=== Dataset records ===

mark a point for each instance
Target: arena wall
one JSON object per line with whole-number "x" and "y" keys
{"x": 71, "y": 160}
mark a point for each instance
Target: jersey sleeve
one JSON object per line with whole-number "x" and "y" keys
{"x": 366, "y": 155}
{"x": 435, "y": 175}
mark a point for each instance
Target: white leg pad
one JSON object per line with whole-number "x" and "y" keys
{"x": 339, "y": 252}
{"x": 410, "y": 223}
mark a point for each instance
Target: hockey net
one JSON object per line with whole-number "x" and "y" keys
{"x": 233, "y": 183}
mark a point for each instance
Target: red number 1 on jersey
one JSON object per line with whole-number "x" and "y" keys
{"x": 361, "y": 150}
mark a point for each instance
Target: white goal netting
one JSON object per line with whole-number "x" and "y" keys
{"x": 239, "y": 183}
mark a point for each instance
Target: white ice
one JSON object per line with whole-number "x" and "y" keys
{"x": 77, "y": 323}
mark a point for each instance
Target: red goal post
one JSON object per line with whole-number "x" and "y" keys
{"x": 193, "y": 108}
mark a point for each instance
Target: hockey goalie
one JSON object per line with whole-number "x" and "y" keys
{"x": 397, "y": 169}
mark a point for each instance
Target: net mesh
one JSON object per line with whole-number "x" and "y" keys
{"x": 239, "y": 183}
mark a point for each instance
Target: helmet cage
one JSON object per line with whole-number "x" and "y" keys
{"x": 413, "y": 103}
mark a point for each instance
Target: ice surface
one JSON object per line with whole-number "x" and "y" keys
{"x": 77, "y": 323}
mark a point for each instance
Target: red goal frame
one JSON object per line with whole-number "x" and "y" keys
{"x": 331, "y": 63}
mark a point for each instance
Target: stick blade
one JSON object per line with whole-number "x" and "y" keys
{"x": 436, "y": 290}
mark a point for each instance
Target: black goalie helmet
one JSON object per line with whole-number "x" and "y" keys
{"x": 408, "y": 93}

===

> **To do**: Copy each record above so that no word or mark differs.

> **Solution to the exercise**:
mark a point for each instance
Target: arena wall
one JSON object per line with whole-number "x" and "y" keys
{"x": 71, "y": 160}
mark a point for each instance
Target: jersey sleeve
one JSON object per line with whole-number "x" and "y" keys
{"x": 366, "y": 155}
{"x": 435, "y": 175}
mark a point for each instance
Target: white leg pad
one JSON object per line with whole-number "x" and "y" keys
{"x": 339, "y": 252}
{"x": 410, "y": 223}
mark a point for each instance
Target: hockey net
one JSON object per line with whole-number "x" and "y" keys
{"x": 233, "y": 183}
mark a point for each instance
Target: red number 1 on jersey
one JSON object per line with whole-number "x" and "y" keys
{"x": 361, "y": 150}
mark a point for each instance
Target: white goal netting
one JSON object per line with whole-number "x" and "y" keys
{"x": 239, "y": 183}
mark a point for each instance
Target: white ice
one JSON object per line with whole-number "x" and "y" keys
{"x": 77, "y": 323}
mark a point for each instance
Target: red goal post
one JSON object per line with whole-number "x" and "y" keys
{"x": 193, "y": 108}
mark a point for each instance
Target: hockey goalie
one JSON object per line with whole-number "x" and "y" keys
{"x": 397, "y": 169}
mark a point for each instance
Target: net mesh
one JSON object per line with whole-number "x" and "y" keys
{"x": 239, "y": 183}
mark a point for each instance
Target: helmet cage
one JSON object per line with whole-number "x" and "y" keys
{"x": 413, "y": 103}
mark a point for each instance
Target: ice surface
one JSON object per line with whole-number "x" and "y" keys
{"x": 77, "y": 323}
mark a point for each instance
Target: red goal frame
one JSON object per line with whole-number "x" and "y" keys
{"x": 331, "y": 63}
mark a point for each instance
Target: stick blade
one JSON object per line with whole-number "x" and "y" keys
{"x": 436, "y": 290}
mark a point for each instance
Target: black goalie helmet
one JSON object per line with whole-number "x" and "y" keys
{"x": 408, "y": 93}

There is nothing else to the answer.